[Start of Passage]

AIP Meal Planning and Shopping on a Budget
Eating well can be time-consuming and expensive, not gonna lie. There is definitely a range of diets within the AIP diet (or even just regular gluten-free, Paleo, Keto, or other specialized diets). While there is valid reason for suggesting one eat only organic, grass-fed, super-duper-premium quality ingredients, the reality is that many of us simply can't afford it. Maybe I should start an OnlyFans? Anyway, read more about they whys and hows and such at the above link if you like (there is some fantastic info), but rest assured that it's okay if you buy conventional, inexpensive meat and produce. It's still going to be a massive improvement for your body!
If you really want to be nitpicky about things, the first step is keep track of what you're spending where. Seriously, keep a spreadsheet and list the items you buy regularly and how much you pay for them - as well as how much time you spend prepping them (if it's a notable amount). Decide which things are worth buying and prepping yourself, and which will be better utilized if you buy them pre-prepped. Frozen items are your friend, if you have the storage space. You would be amazed at what you can find frozen. Speaking of which, if you've found frozen green plantains, PLEASE let me know where to buy them - because I can't find them anywhere.
Eating Healthy on a Budget
So. Let's start with the whole "budget" part. Please refer to paragraph 1, where I mention that eating well can indeed be expensive (we'll get to the time part shortly). However, it doesn't have to be.

[End of Passage]
[Start of Given records]

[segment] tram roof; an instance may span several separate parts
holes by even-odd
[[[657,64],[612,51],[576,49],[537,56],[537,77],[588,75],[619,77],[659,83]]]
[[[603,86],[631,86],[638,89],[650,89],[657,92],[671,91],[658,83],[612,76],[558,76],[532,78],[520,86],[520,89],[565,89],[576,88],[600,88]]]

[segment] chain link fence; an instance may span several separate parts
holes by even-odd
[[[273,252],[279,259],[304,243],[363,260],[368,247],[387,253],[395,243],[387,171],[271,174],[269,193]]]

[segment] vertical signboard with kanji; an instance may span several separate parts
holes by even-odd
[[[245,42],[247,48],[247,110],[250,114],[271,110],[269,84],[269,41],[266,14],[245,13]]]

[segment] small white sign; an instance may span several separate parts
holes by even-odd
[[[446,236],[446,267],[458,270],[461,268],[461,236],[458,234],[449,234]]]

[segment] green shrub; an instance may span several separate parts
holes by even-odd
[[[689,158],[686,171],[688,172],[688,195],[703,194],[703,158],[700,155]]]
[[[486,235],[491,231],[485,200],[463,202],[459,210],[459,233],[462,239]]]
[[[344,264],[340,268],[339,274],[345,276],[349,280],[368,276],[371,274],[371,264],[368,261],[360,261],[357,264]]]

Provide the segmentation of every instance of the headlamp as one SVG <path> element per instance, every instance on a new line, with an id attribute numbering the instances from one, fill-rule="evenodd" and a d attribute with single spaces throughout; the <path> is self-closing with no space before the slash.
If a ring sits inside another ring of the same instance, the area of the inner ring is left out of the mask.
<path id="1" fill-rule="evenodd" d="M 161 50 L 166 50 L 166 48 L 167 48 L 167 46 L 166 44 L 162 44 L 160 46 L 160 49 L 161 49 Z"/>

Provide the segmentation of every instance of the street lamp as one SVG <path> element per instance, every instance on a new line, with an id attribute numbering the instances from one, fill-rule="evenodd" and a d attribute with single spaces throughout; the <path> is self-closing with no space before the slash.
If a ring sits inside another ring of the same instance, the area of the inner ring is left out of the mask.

[End of Given records]

**Objectives:**
**A)** List every diet that the passage on AIP meal planning names specifically.
**B)** Quote everything in the passage on AIP meal planning from "AIP Meal Planning" down to "for your body!".
Rely only on the passage on AIP meal planning when you respond.

**Response list:**
**A)** AIP, gluten-free, Paleo, Keto

**B)**
AIP Meal Planning and Shopping on a Budget
Eating well can be time-consuming and expensive, not gonna lie. There is definitely a range of diets within the AIP diet (or even just regular gluten-free, Paleo, Keto, or other specialized diets). While there is valid reason for suggesting one eat only organic, grass-fed, super-duper-premium quality ingredients, the reality is that many of us simply can't afford it. Maybe I should start an OnlyFans? Anyway, read more about they whys and hows and such at the above link if you like (there is some fantastic info), but rest assured that it's okay if you buy conventional, inexpensive meat and produce. It's still going to be a massive improvement for your body!